Extract

Work toward the long-sought reconfiguration of Buford Middle and Walker Upper Elementary schools in Charlottesville has restarted after negotiations with an architecture firm were paused at the start of the pandemic.
City staff are hoping to wrap up those negotiations by the end of the year to pave the way for the firm to start drawing up plans for the project, which includes moving sixth grade to Buford and preschool to Walker, renovating both schools and sending fifth grade back to the elementary schools. The city issued the request for proposals in December 2019 and started negotiating the contract in February.
Details on the project and a revised timeline for the design process were presented to city councilors Friday during a budget work session about the five-year capital improvement program.
The work session was the first time in nearly two years council has publicly discussed the reconfiguration project in-depth. In that time, three new members have joined the council.
Reconfiguration is one of several significant projects vying for funding in the next capital improvement program, including the West Main Streetscape. The first year of that program is in the city’s capital budget while projects in the other four years aren’t funded immediately. Construction funding for reconfiguration won’t be needed until 2022, staff said Friday.
A 2017 growth and capacity study from VMDO Architects estimated that the reconfiguration plan could cost from $55 million to $80 million.
On Friday, city staff requested a minimum commitment of $50 million for the project as well as input on whether the council wanted to pay for the project through tax increases or changing the funding formula for the school division’s budget, among other options. The city’s debt capacity is currently at $58 million.

Given data
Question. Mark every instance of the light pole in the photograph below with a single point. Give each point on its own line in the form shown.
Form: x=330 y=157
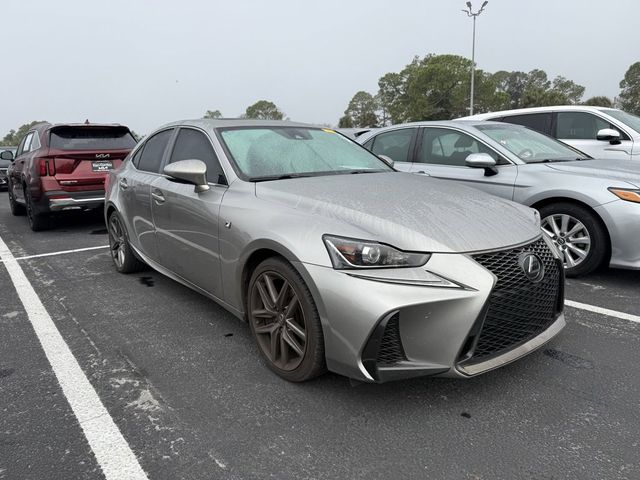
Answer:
x=469 y=12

What is required
Please say whether each statement below agrees with the text about the Buford and Walker reconfiguration, answering yes or no and quoting the deciding words.
1. The city issued the request for proposals in February 2019.
2. Construction funding for reconfiguration will not be needed until 2022.
3. City staff requested a minimum commitment of $55 million for the project.

Answer box
1. No: "The city issued the request for proposals in December 2019"
2. Yes: "Construction funding for reconfiguration won’t be needed until 2022"
3. No: "city staff requested a minimum commitment of $50 million for the project"